▶ [Your objective]:
Omit all pictures, then print the entries exactly.

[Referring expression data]
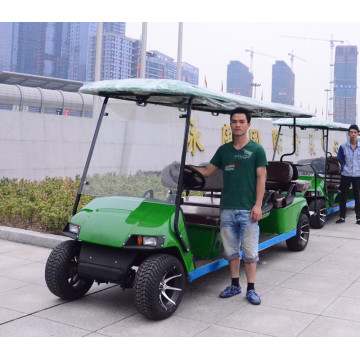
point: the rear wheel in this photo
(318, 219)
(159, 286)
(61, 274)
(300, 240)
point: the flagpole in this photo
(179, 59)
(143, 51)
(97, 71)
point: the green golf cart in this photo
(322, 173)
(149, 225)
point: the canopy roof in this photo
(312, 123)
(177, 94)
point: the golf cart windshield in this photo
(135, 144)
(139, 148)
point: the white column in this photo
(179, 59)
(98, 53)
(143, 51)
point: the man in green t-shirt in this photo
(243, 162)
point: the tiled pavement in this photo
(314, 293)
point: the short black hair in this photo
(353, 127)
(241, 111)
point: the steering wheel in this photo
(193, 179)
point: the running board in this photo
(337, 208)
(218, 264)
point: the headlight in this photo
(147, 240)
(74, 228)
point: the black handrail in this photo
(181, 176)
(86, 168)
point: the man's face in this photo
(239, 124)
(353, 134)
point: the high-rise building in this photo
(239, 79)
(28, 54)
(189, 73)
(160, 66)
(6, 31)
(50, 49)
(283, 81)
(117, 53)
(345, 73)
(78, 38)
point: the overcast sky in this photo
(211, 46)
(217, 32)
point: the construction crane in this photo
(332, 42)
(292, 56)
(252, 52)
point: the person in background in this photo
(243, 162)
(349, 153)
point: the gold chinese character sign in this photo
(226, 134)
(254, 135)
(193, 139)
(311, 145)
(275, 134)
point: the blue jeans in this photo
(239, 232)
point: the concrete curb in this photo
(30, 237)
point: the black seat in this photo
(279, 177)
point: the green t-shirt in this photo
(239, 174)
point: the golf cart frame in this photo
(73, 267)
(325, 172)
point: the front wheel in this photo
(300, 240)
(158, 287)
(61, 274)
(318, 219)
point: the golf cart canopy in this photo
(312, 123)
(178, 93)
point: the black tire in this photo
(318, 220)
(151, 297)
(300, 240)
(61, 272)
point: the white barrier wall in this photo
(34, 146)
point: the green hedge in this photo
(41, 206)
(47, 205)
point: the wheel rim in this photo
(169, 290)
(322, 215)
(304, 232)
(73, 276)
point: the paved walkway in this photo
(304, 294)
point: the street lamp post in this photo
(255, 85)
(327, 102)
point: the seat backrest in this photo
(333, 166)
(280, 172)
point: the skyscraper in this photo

▶ [Problem solution]:
point: the rear wheel in this photo
(318, 219)
(159, 286)
(61, 274)
(300, 240)
point: the flagpole in this photo
(179, 59)
(143, 51)
(97, 71)
point: the green golf cart in this photo
(322, 173)
(149, 225)
point: the canopy roof in this photo
(312, 123)
(177, 94)
point: the golf cart windshield in this photo
(135, 144)
(139, 148)
point: the white column in this photo
(179, 59)
(98, 53)
(143, 51)
point: the man in green t-shirt in this photo
(243, 162)
point: the tiled pavement in this photo
(314, 293)
point: the short black hair in this photo
(353, 127)
(241, 111)
point: the steering wheel in this photo
(193, 179)
point: the running board in this photo
(337, 208)
(218, 264)
point: the headlight in this photo
(147, 240)
(74, 228)
point: the black handrail in this photo
(181, 176)
(86, 168)
point: the man's face in this photo
(239, 124)
(353, 134)
point: the high-rise building in this photo
(239, 79)
(28, 54)
(189, 73)
(160, 66)
(6, 31)
(50, 49)
(283, 81)
(117, 53)
(345, 73)
(78, 38)
point: the overcast sky in this photo
(211, 46)
(217, 32)
point: the construction crane in this photo
(332, 42)
(292, 56)
(252, 52)
point: the person in background in this photo
(243, 162)
(349, 153)
point: the gold chinese character sign in this photo
(226, 134)
(254, 135)
(193, 139)
(311, 145)
(275, 134)
point: the blue jeans in this photo
(239, 232)
point: the concrete curb in this photo
(30, 237)
point: the black seat in this photo
(279, 177)
point: the green t-shirt in this photo
(239, 174)
point: the golf cart frame in this photo
(73, 267)
(325, 172)
point: the front wheel in this photo
(300, 240)
(158, 287)
(61, 274)
(318, 219)
point: the golf cart canopy in this photo
(312, 123)
(178, 93)
point: the black tire in this photo
(318, 220)
(151, 297)
(300, 240)
(61, 272)
point: the white barrier wall in this photo
(34, 146)
point: the green hedge in this photo
(41, 206)
(47, 205)
point: the wheel rim in this photo
(169, 290)
(322, 215)
(304, 232)
(73, 276)
point: the paved walkway in this photo
(304, 294)
point: the street lamp post in this photo
(255, 85)
(327, 102)
point: the seat backrest in this photo
(333, 166)
(280, 172)
point: the skyscraper in this photo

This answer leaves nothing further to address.